» Request
Copy the material from the line with "Can you find the protective" to the line with "[[349, 321], [1032, 362]]", substituting "rubble" for "debris" and leaving everything else unchanged.

* START Data for this task *

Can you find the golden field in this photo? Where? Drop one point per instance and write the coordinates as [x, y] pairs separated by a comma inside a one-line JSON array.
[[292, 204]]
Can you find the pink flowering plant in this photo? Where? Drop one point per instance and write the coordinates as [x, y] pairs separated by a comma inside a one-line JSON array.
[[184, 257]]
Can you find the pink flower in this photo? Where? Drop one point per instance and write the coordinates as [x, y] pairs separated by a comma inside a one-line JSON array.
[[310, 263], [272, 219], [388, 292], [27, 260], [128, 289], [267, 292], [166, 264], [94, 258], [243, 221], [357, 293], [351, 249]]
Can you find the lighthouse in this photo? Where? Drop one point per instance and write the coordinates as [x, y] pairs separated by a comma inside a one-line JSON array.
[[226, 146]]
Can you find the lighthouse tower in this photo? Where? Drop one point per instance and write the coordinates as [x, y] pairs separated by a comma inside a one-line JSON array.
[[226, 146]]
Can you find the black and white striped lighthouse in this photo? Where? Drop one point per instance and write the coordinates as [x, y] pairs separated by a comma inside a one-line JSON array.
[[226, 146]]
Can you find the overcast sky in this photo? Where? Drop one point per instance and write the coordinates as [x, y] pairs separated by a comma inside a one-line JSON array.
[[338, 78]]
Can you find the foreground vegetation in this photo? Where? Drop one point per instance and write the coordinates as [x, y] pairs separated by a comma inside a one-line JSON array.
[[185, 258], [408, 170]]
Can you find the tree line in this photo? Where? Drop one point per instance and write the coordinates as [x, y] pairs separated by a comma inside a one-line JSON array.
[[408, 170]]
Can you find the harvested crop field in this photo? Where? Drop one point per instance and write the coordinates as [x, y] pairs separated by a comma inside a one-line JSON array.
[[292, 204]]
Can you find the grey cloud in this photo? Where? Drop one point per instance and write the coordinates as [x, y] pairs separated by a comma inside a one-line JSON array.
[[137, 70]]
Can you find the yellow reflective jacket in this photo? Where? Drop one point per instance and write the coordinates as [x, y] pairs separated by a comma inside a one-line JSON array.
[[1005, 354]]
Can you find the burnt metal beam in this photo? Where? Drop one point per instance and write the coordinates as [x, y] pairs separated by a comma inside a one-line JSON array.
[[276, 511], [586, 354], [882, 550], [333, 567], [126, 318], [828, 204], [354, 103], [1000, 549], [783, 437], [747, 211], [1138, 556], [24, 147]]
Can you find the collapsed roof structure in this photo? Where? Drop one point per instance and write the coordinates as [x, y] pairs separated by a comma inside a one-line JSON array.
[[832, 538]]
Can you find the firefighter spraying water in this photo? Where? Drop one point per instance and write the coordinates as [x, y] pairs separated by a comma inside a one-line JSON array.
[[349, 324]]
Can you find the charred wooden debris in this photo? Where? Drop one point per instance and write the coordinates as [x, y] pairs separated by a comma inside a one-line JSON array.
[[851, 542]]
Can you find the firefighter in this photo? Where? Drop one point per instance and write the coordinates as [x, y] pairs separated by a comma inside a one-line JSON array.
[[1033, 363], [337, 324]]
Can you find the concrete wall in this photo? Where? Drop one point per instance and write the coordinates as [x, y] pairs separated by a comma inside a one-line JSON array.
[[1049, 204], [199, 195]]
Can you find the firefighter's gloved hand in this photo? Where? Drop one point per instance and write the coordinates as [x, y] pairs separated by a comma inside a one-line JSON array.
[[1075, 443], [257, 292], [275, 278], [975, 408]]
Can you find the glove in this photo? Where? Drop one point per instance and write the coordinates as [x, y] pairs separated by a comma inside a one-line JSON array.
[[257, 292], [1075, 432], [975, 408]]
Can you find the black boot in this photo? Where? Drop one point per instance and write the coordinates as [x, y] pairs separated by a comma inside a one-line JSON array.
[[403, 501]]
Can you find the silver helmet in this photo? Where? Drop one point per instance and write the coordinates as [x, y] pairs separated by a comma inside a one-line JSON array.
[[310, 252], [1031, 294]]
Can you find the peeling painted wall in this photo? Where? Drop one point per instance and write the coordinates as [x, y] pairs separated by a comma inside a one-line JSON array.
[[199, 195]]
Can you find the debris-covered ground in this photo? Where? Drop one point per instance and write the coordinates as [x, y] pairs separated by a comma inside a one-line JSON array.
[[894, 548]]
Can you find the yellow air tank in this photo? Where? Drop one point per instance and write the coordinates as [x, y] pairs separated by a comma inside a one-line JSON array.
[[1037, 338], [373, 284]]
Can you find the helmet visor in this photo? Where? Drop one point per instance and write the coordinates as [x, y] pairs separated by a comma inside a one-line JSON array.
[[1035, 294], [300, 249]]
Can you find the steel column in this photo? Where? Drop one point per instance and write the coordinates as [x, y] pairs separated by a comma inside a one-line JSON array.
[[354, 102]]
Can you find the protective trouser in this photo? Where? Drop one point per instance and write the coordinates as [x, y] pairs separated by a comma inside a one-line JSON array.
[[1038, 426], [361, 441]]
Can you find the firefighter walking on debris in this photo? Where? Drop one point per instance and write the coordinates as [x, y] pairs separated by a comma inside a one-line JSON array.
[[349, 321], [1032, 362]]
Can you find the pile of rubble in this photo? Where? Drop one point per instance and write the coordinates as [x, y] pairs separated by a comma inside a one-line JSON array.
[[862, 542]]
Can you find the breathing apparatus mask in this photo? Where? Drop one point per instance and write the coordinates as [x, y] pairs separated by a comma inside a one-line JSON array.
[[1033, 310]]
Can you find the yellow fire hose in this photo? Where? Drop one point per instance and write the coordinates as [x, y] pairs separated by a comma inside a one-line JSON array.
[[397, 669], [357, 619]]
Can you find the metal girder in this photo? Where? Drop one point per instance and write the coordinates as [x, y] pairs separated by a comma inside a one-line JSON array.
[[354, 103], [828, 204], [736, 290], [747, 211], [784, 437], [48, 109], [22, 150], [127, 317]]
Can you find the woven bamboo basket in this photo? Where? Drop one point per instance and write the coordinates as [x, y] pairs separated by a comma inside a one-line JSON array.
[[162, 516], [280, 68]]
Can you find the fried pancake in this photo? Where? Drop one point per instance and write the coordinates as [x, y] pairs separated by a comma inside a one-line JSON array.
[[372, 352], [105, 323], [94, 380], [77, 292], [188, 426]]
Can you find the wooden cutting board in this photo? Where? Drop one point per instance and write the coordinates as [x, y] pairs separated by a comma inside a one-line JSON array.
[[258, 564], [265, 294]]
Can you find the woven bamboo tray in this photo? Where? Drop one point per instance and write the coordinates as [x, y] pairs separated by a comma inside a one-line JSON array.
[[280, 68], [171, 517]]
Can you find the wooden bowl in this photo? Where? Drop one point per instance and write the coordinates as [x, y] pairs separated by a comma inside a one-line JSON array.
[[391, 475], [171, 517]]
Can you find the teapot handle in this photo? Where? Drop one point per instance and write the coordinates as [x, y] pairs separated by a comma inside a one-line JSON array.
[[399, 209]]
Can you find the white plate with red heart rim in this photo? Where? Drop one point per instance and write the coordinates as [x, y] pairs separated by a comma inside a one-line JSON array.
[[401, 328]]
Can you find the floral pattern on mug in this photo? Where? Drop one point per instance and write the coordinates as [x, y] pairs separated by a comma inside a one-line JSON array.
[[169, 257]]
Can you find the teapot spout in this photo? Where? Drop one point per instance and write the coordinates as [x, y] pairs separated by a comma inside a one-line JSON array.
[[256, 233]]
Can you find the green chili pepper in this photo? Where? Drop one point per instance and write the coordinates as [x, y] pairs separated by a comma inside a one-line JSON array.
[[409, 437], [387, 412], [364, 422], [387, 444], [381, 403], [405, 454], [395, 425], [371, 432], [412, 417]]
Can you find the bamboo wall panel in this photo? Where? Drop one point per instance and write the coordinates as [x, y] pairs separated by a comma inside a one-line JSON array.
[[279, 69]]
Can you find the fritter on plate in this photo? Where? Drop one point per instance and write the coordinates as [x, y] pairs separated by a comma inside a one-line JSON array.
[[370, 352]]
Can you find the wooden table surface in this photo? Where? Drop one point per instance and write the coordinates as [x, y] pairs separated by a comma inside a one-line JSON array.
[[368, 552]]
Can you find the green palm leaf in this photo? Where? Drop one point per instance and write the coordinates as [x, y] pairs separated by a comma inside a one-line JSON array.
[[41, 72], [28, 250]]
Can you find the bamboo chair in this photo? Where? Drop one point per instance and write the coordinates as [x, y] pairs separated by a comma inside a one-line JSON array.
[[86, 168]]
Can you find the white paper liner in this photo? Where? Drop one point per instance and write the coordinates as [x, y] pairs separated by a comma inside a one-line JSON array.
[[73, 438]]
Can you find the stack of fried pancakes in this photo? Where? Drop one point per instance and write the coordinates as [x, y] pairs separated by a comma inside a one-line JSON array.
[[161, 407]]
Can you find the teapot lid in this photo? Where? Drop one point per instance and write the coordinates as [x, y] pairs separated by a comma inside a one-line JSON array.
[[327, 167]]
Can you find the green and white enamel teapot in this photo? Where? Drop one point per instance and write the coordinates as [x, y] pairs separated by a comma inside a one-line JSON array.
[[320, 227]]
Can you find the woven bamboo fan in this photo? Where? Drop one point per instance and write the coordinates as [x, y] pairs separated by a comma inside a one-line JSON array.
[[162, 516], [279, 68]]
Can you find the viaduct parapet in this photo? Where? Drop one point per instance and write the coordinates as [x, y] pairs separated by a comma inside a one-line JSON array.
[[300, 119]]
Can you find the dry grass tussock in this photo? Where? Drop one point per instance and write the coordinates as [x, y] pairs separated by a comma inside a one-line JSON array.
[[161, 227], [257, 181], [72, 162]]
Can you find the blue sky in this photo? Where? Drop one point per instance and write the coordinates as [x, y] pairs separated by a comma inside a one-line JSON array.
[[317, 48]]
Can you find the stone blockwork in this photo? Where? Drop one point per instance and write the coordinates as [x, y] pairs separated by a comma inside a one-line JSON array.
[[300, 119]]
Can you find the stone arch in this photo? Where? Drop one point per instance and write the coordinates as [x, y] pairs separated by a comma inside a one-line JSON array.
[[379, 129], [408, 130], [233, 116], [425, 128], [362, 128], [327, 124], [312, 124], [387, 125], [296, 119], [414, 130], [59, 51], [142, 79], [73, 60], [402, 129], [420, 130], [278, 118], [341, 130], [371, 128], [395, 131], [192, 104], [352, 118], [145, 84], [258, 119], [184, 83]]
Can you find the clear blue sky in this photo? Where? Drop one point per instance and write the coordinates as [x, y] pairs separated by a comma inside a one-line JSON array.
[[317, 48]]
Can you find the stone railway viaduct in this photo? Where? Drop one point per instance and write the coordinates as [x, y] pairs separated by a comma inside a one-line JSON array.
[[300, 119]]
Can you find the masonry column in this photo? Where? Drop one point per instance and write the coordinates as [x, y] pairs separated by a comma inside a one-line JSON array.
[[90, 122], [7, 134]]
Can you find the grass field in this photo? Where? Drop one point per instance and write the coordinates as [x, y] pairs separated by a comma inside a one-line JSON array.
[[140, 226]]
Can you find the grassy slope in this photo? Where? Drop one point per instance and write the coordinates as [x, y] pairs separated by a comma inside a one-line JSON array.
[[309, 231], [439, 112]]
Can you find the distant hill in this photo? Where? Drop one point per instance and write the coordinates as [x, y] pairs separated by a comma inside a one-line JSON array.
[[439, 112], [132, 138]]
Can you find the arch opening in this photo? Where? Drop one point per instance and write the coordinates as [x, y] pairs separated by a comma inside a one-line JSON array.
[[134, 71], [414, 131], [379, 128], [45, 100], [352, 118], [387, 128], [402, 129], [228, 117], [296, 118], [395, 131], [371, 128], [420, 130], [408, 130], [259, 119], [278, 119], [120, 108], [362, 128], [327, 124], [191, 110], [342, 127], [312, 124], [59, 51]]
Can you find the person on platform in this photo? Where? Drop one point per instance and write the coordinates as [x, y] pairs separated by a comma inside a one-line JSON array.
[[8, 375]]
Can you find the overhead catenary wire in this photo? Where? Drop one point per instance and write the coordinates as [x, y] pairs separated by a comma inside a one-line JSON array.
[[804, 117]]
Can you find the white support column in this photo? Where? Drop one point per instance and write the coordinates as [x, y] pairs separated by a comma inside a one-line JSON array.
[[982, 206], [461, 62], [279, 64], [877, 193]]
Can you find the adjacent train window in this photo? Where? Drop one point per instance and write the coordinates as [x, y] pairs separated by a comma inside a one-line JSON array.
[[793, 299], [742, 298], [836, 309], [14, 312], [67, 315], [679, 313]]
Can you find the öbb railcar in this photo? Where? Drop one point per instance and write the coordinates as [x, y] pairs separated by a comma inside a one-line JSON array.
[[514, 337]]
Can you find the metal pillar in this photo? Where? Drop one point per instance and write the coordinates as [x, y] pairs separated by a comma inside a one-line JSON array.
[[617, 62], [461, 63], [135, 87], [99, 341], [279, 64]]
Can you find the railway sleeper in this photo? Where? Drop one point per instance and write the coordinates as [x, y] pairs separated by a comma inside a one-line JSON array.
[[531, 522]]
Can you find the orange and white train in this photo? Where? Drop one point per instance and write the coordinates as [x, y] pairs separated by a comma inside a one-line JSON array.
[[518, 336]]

* END Data for this task *

» Problem solution
Can you find the protective trouser in this photo? Where? Drop one point per instance and write the coordinates as [x, y] pairs separated by a comma inside a one-line JSON array.
[[1038, 426], [361, 441]]
Can you find the firefighter walking on rubble in this photo? Where? Drop one point per instance and write the coordinates as [x, y] pairs separated by a comma inside a one-line JSON array.
[[349, 321], [1032, 362]]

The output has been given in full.